**Challenge:** Look below for the line with "Task: locate the balcony". Extract that line and each one after it through the last, word for word.

### Material ###

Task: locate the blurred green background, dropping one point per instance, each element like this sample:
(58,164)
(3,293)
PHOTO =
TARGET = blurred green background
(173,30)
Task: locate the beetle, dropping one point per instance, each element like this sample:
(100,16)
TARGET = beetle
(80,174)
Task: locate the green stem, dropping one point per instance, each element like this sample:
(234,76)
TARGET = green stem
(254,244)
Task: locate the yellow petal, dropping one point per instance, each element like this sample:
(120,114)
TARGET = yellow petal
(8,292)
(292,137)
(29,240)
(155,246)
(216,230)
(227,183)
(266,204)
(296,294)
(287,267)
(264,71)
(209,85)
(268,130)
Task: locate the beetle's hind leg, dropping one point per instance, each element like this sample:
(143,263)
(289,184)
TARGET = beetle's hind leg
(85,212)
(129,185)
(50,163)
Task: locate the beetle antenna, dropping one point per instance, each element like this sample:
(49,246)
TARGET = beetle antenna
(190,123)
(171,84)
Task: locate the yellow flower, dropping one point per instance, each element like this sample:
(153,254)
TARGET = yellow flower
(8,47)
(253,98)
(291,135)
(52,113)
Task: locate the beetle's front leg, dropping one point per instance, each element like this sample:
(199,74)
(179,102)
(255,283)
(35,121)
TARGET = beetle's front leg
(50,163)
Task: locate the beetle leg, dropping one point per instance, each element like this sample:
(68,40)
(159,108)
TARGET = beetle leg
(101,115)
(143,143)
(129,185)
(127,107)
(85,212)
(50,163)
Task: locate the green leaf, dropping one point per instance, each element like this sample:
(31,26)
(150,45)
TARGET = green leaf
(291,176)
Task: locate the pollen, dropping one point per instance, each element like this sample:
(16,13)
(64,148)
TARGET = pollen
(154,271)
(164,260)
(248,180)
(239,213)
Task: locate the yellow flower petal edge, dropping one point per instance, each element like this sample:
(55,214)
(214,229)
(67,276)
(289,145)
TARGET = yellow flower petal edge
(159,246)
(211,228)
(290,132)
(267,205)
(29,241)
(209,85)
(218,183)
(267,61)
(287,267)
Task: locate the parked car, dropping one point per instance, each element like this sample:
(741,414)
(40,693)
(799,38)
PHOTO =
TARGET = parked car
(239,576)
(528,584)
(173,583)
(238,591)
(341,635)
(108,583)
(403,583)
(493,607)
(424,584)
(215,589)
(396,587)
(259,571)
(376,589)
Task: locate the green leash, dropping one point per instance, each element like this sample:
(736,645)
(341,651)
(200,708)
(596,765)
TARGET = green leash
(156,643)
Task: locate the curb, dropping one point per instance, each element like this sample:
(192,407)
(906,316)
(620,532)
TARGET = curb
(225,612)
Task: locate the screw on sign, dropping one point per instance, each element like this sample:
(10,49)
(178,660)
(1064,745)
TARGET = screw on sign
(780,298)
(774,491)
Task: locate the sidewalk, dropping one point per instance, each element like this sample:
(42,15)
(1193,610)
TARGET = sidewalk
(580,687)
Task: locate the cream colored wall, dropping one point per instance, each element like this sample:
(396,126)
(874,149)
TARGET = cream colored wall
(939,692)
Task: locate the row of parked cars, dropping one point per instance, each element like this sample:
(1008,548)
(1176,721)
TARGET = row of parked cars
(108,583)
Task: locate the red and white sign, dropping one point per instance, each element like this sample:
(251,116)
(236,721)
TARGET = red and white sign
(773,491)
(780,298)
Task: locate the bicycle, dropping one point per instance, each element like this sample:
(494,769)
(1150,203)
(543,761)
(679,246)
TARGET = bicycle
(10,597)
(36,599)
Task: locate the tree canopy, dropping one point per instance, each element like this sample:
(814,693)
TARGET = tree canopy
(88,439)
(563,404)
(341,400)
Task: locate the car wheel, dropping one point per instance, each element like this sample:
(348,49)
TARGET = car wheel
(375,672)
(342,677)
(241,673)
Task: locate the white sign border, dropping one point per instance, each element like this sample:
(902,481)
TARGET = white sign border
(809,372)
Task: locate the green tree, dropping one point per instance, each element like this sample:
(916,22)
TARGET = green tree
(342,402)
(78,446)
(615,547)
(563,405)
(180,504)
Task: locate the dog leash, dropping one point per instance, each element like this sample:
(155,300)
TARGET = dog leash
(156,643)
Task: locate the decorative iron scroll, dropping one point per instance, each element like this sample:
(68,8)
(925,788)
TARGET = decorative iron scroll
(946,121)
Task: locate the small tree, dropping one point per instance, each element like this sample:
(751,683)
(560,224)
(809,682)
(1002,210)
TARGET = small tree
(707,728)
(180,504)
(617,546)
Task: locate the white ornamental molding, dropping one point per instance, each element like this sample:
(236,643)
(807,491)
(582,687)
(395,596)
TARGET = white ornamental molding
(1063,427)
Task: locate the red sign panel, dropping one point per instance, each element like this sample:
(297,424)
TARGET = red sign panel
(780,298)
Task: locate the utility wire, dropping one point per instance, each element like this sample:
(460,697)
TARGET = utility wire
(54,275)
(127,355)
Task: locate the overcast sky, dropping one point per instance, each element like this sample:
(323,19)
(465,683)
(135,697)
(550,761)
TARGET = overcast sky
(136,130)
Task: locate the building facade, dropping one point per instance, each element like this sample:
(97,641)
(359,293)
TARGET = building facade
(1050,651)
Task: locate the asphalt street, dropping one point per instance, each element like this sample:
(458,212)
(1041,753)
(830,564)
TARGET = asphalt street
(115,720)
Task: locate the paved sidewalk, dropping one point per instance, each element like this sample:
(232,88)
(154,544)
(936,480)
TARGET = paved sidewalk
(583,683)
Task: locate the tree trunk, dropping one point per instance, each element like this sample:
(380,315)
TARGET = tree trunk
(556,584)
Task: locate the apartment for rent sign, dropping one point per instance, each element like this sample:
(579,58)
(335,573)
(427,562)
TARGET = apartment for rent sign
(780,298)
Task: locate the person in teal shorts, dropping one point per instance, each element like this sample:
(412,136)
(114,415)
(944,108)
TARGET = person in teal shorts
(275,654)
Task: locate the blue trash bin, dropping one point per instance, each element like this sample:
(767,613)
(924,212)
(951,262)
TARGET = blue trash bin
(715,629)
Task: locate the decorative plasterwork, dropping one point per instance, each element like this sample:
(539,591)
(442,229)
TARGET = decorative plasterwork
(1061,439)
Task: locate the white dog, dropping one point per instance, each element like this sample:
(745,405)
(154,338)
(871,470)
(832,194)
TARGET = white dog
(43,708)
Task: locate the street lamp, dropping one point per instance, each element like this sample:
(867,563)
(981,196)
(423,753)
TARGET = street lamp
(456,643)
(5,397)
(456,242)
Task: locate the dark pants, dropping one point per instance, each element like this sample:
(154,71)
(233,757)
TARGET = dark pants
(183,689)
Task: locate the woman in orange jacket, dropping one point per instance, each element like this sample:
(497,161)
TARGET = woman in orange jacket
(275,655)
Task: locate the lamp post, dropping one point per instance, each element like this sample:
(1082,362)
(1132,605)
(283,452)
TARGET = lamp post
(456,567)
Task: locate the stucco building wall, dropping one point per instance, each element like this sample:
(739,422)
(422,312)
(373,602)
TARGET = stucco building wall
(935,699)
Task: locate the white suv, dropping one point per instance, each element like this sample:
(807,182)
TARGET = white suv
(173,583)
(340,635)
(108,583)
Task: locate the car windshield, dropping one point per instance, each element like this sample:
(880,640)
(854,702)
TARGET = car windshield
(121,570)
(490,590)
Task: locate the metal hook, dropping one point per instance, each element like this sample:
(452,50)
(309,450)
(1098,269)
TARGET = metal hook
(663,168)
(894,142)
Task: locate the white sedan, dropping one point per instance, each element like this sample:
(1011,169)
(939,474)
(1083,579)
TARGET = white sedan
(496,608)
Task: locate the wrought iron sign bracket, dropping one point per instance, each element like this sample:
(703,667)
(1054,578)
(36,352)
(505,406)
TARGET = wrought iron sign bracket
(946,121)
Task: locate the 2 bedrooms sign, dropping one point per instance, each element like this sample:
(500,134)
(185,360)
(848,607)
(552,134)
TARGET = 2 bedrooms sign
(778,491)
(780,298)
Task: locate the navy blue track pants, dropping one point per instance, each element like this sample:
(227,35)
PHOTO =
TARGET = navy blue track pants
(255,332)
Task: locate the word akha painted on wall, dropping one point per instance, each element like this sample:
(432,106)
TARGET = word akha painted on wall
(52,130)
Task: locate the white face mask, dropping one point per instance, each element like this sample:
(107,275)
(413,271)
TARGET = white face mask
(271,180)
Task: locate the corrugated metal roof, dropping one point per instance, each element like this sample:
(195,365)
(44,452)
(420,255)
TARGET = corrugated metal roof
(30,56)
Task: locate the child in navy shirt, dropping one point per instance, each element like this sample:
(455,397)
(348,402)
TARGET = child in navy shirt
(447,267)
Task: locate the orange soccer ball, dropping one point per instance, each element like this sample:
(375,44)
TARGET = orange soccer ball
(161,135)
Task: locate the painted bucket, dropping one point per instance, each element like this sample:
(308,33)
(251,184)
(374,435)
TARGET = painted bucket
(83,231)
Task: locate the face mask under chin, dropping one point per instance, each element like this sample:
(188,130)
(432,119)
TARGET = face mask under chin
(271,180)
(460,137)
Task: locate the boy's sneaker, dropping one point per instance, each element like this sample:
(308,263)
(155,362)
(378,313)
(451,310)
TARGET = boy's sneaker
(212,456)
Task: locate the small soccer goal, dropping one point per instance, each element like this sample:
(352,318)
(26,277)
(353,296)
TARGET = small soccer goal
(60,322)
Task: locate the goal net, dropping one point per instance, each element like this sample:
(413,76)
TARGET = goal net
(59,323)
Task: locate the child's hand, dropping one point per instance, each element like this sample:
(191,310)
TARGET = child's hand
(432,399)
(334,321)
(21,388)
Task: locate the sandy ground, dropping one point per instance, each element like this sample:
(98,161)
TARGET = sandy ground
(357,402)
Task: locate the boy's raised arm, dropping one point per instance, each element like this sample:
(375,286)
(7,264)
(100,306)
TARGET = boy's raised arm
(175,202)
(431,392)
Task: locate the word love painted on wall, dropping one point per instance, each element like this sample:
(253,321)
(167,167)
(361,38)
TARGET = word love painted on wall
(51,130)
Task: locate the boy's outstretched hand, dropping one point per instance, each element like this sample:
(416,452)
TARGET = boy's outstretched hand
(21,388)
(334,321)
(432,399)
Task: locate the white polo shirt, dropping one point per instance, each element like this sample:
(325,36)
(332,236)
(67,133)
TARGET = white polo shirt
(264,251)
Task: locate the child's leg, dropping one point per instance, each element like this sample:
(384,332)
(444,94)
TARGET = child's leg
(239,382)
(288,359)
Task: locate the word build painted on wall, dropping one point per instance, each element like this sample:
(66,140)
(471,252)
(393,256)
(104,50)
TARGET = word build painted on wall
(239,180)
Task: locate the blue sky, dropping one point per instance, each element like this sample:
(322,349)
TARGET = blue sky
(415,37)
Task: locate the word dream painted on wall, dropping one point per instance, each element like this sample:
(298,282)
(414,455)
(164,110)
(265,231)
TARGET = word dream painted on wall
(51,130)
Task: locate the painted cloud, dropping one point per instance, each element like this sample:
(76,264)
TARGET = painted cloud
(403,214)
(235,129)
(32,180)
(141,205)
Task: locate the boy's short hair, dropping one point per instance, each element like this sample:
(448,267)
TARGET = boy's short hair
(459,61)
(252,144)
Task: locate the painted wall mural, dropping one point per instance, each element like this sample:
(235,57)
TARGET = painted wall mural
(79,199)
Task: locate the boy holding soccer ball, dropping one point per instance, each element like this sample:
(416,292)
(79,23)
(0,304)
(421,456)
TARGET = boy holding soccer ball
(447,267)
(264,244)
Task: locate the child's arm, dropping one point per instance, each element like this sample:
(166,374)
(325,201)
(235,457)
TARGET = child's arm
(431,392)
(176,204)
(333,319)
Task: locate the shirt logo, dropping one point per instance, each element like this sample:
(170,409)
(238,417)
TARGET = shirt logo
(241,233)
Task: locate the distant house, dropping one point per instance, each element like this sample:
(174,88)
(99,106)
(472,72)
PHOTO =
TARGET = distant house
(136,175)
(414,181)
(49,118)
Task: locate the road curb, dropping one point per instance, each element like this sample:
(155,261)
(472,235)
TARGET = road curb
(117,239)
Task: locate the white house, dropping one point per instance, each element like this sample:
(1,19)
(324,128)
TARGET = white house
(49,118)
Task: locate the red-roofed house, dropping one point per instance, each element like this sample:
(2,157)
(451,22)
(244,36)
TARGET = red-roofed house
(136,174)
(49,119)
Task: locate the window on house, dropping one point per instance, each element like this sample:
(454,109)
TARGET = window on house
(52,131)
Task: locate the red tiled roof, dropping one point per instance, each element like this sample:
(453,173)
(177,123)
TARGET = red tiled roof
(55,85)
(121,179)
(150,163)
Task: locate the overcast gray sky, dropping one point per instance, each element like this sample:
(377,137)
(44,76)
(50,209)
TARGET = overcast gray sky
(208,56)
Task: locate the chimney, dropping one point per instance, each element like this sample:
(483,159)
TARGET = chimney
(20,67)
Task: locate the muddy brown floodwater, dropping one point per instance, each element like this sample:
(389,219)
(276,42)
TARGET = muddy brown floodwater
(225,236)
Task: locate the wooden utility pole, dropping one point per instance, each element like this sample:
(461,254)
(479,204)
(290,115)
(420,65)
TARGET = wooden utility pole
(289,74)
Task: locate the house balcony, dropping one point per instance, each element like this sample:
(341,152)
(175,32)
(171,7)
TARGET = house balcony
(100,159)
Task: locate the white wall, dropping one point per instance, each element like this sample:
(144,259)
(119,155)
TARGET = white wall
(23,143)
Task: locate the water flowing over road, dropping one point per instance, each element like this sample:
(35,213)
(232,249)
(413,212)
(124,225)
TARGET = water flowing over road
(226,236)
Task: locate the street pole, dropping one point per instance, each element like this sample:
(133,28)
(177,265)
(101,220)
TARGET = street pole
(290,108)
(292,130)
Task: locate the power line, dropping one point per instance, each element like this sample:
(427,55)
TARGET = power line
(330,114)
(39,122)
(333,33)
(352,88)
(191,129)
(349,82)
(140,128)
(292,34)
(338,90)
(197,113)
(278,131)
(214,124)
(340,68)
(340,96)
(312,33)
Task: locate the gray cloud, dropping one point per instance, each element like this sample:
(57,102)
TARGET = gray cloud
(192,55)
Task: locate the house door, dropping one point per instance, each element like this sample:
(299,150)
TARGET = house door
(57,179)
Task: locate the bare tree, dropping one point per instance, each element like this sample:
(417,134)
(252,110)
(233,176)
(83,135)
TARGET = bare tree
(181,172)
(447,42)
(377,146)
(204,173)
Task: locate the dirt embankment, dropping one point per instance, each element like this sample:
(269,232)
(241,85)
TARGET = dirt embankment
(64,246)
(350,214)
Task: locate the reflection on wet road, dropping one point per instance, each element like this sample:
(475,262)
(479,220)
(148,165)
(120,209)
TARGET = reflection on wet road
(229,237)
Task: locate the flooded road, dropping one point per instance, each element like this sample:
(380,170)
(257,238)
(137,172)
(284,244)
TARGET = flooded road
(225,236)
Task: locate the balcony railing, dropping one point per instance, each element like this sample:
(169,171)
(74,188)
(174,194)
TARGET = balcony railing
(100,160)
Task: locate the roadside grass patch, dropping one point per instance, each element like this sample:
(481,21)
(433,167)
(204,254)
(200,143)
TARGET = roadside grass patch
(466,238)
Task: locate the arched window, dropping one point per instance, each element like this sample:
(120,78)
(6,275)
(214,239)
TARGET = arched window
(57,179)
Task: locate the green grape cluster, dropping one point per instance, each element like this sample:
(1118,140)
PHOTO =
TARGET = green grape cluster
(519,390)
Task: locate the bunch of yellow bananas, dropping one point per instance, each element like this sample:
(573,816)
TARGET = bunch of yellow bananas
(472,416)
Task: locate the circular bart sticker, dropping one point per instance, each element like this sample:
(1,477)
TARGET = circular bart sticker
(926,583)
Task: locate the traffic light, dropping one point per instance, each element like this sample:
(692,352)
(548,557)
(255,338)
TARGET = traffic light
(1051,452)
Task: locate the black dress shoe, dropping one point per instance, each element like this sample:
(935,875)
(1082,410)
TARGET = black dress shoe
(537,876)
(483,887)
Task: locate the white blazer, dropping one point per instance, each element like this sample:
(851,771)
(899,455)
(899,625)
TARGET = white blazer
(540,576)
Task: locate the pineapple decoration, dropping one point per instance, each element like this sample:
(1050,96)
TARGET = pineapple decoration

###

**Expected answer:**
Task: locate the balcony railing, dropping one point per instance, each element like this sample:
(169,171)
(74,188)
(174,194)
TARGET = balcony railing
(100,160)
Task: locate the roadside grass patch, dropping one point per instance, each element like this sample:
(481,21)
(433,167)
(204,254)
(200,143)
TARGET = roadside grass patch
(466,238)
Task: locate the arched window, dropping one point per instance, each element like this sample:
(120,78)
(6,275)
(214,239)
TARGET = arched window
(57,179)
Task: locate the green grape cluster, dropping one point per instance, each element like this sample:
(1118,140)
PHOTO =
TARGET = green grape cluster
(519,390)
Task: locate the bunch of yellow bananas, dropping one point per instance, each element like this sample:
(573,816)
TARGET = bunch of yellow bananas
(472,416)
Task: locate the circular bart sticker, dropping one point per instance, each element like this sample:
(1,477)
TARGET = circular bart sticker
(926,583)
Task: locate the traffic light, dropping one point per instance, each element like this sample:
(692,352)
(548,557)
(255,338)
TARGET = traffic light
(1051,452)
Task: locate the black dress shoe, dropping one point per instance, each element like this sample:
(935,875)
(1082,410)
TARGET = black dress shoe
(537,876)
(483,887)
Task: locate the white blazer, dropping one point per instance, each element like this sample:
(851,771)
(899,455)
(899,625)
TARGET = white blazer
(540,576)
Task: locate the pineapple decoration, dropping one point per instance, each element like this sample:
(1050,96)
TARGET = pineapple decoration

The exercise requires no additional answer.